GOAL:
Could you return every one of the rows below word for word, with nothing changed?

EXTRACTED RECORDS:
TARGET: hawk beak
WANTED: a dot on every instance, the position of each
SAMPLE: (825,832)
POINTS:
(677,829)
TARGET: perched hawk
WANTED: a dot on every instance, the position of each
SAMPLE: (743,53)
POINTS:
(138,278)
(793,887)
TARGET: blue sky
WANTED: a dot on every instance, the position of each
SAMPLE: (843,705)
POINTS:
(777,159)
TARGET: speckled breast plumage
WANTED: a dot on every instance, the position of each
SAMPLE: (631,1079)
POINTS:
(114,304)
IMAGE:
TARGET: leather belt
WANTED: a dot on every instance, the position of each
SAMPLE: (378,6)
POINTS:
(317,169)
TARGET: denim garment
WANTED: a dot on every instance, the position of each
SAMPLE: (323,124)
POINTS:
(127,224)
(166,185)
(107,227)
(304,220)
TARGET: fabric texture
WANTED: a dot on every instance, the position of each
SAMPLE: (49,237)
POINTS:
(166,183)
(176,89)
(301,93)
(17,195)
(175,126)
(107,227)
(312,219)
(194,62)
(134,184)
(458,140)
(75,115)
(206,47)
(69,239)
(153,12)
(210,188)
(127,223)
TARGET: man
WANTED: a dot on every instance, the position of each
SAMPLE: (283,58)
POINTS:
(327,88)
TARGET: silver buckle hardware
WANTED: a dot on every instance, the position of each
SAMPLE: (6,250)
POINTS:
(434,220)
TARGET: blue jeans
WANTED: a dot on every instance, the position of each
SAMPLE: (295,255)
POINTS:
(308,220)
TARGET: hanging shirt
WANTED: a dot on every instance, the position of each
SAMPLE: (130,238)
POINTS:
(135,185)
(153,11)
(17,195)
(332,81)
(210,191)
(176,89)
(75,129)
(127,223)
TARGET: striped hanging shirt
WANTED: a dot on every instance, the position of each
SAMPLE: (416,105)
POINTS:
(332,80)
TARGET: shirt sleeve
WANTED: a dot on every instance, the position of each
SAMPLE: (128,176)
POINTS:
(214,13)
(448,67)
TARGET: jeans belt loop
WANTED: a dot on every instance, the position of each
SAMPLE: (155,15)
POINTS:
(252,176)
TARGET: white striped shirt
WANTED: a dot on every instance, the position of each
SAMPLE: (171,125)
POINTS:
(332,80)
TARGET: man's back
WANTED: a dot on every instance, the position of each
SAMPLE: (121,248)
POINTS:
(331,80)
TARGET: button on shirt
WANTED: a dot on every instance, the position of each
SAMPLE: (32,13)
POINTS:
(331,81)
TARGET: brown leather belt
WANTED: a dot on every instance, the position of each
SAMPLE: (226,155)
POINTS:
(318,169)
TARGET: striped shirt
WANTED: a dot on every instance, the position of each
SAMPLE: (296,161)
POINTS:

CORRECT ANSWER:
TARGET: hawk beak
WANTED: a dot on every instance, the position of each
SAMPLE: (825,832)
POINTS:
(677,829)
TARGET: perched hawk
WANTED: a dot on every instance, the position of each
SAMPLE: (743,53)
POINTS:
(138,278)
(793,887)
TARGET: blue sky
WANTED: a dot on every instance, the position of each
SAMPLE: (843,705)
POINTS:
(777,159)
TARGET: speckled breast plumage
WANTED: a dot on every instance, the position of each
SAMPLE: (631,1079)
POINTS:
(114,304)
IMAGE:
TARGET: leather belt
WANTED: a dot on every instance, the position of each
SAMPLE: (378,6)
POINTS:
(317,169)
TARGET: denim garment
WANTED: a dot on every instance, the position of each
SAMPLE: (323,124)
POINTS:
(127,224)
(166,185)
(107,227)
(304,220)
TARGET: fabric texture
WANTED: a dot on every instance, the position of each
SAMPLE: (49,237)
POINTS:
(166,183)
(176,89)
(301,93)
(17,195)
(175,126)
(107,227)
(312,219)
(194,62)
(134,184)
(458,140)
(75,115)
(206,47)
(69,239)
(153,12)
(210,188)
(127,223)
TARGET: man
WANTED: a dot on every instance, the position of each
SAMPLE: (283,58)
POINTS:
(327,88)
TARGET: silver buckle hardware
WANTED: a dot on every instance, the position of each
SAMPLE: (6,250)
POINTS:
(434,220)
TARGET: blue jeans
WANTED: a dot on every instance, the position of each
SAMPLE: (295,255)
POINTS:
(308,220)
TARGET: hanging shirt
WANTED: a dot on every instance, the position of each
SAMPLE: (130,238)
POINTS:
(135,185)
(153,11)
(17,195)
(332,81)
(210,191)
(176,89)
(75,129)
(127,223)
TARGET: striped hanging shirt
WANTED: a dot on every instance, the position of each
SAMPLE: (416,105)
POINTS:
(332,80)
TARGET: shirt sleeve
WANTED: a dot on every instance, the position of each
SAMPLE: (128,176)
POINTS:
(214,13)
(448,67)
TARGET: jeans belt loop
WANTED: a dot on every instance, the position of each
SAMPLE: (155,15)
POINTS:
(252,176)
TARGET: white striped shirt
WANTED: a dot on every instance, the position of each
SAMPLE: (171,125)
POINTS:
(332,80)
TARGET: man's back
WANTED: a dot on every instance, the position of each
SAMPLE: (121,248)
POINTS:
(331,80)
TARGET: button on shirt
WANTED: a dot on every instance, the position of each
SAMPLE: (32,13)
POINTS:
(331,81)
TARGET: brown leather belt
WANTED: a dot on every instance, the position of each
SAMPLE: (226,155)
POINTS:
(318,169)
TARGET: striped shirt
WANTED: a dot on every instance, the position of each
SAMPLE: (296,161)
POINTS:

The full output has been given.